#### Exercise directions
Reproduce the otter article word for word, everything from "A remotely operated" down to "biologically diverse jungles.".

#### Quoted passage

╔══

Sighting of rare otter raises hope for its kind

A remotely operated camera captured this endangered hairy-nosed otter in a forest reserve in Malaysia's Sabah state.SABAH WILDLIFE DEPARTMENT / AFP - Getty Images
/ Source: The Associated Press

A photograph snapped on Borneo island of an otter once thought to be extinct in Malaysia has raised hopes that there's still time to save the creature, an official said Monday.

The image of the hairy-nosed otter — sometimes called Asia's rarest — was captured by a remote-controlled camera planted by scientists in a forest reserve and could bolster conservationists' efforts to seek stronger government protection for threatened species in Borneo's biologically diverse jungles.

The otter derives its name from hairs at the end of its nose. It has mainly brown fur, a flat tail and a whitish chin. Its population has declined mainly because of hunting for its fur and meat as well as the loss of its wetland habitats to human development.

The photograph was taken in Malaysia's Sabah state in the second half of 2008, but international scientists needed nearly two years to study it before confirming it was indeed the hairy-nosed otter, said Laurentius Ambu, director of the Sabah Wildlife Department. Researchers from the wildlife department, Sabah's Forest Department and the Germany-based Leibniz Institute for Zoo and Wildlife Research have reviewed the photo.

Indigenous to Southeast Asia, the otter was once believed to be extinct in Malaysia and severely threatened elsewhere. Sightings in Vietnam and Cambodia several years ago have raised hopes for its survival, Ambu said.

"This is a historic finding. We know this species is very rare, but we don't know how rare," he told The Associated Press.

The otter was last spotted on Borneo in 1997, when it was found dead on a road in the sultanate of Brunei. The species has not been seen in Malaysia for more than 100 years, Ambu said.

Sabah state is home to endangered animals including the pygmy elephant, Sumatran rhinoceros and orangutan. Wildlife activists say their numbers have dwindled in recent decades because of illegal poaching and the loss of jungles cut down for timber and development.

╚══

#### Provided data
╔══

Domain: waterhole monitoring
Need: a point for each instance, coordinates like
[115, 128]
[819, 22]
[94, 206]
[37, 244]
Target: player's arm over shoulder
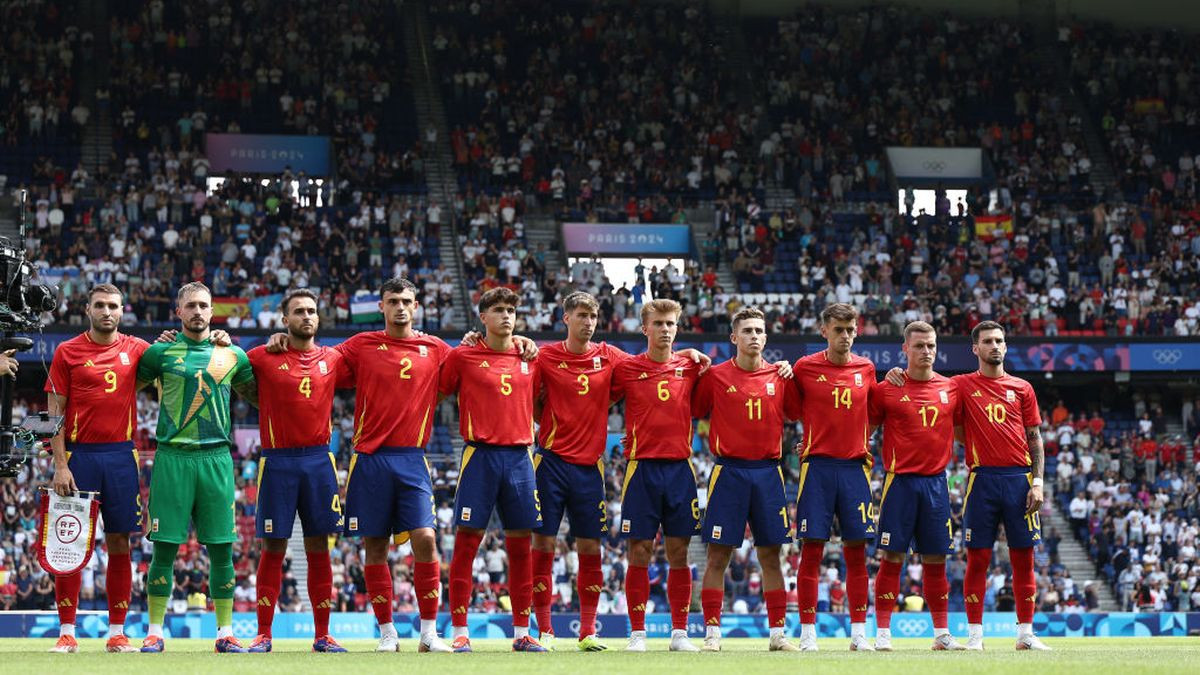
[150, 364]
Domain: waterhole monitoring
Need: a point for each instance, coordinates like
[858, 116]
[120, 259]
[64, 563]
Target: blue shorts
[298, 481]
[112, 470]
[747, 490]
[659, 493]
[388, 493]
[576, 489]
[829, 487]
[995, 495]
[497, 477]
[915, 512]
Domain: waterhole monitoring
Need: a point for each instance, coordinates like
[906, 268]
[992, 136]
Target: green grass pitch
[1095, 656]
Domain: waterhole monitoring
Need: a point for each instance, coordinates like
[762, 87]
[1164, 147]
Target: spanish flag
[223, 308]
[987, 227]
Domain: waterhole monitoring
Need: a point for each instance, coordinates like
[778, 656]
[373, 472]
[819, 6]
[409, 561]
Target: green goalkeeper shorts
[192, 485]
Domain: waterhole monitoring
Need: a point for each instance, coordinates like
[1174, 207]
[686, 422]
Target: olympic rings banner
[954, 353]
[352, 626]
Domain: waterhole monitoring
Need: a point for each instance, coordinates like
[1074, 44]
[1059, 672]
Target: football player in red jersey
[918, 442]
[495, 389]
[1001, 430]
[93, 382]
[574, 398]
[297, 471]
[835, 475]
[748, 401]
[660, 482]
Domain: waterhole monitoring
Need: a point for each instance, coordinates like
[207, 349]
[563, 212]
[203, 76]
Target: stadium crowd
[1073, 264]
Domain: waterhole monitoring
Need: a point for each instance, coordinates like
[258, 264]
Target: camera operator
[9, 364]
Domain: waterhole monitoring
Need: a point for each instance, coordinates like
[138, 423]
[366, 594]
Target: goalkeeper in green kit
[193, 473]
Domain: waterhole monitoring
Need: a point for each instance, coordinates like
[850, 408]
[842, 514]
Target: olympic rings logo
[1168, 357]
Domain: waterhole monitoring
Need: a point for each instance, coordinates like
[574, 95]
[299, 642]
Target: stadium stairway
[541, 228]
[97, 137]
[1103, 178]
[1074, 556]
[439, 174]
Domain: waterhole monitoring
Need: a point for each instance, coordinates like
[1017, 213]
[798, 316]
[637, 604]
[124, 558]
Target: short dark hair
[984, 326]
[193, 287]
[297, 293]
[498, 296]
[839, 311]
[747, 314]
[396, 285]
[105, 288]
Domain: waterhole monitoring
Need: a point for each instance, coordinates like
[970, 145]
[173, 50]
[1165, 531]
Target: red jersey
[834, 408]
[396, 388]
[995, 412]
[295, 395]
[918, 424]
[100, 383]
[658, 405]
[495, 394]
[576, 393]
[748, 410]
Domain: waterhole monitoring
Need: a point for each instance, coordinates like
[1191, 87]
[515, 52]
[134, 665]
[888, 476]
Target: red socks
[637, 593]
[378, 578]
[679, 596]
[712, 599]
[591, 581]
[975, 583]
[811, 554]
[857, 583]
[1025, 585]
[118, 584]
[321, 590]
[887, 586]
[427, 581]
[543, 587]
[465, 549]
[520, 578]
[269, 578]
[66, 593]
[937, 592]
[777, 608]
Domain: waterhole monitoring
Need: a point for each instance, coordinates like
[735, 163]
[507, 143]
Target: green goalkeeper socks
[221, 581]
[160, 578]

╚══

#### Answer section
A remotely operated camera captured this endangered hairy-nosed otter in a forest reserve in Malaysia's Sabah state.SABAH WILDLIFE DEPARTMENT / AFP - Getty Images
/ Source: The Associated Press

A photograph snapped on Borneo island of an otter once thought to be extinct in Malaysia has raised hopes that there's still time to save the creature, an official said Monday.

The image of the hairy-nosed otter — sometimes called Asia's rarest — was captured by a remote-controlled camera planted by scientists in a forest reserve and could bolster conservationists' efforts to seek stronger government protection for threatened species in Borneo's biologically diverse jungles.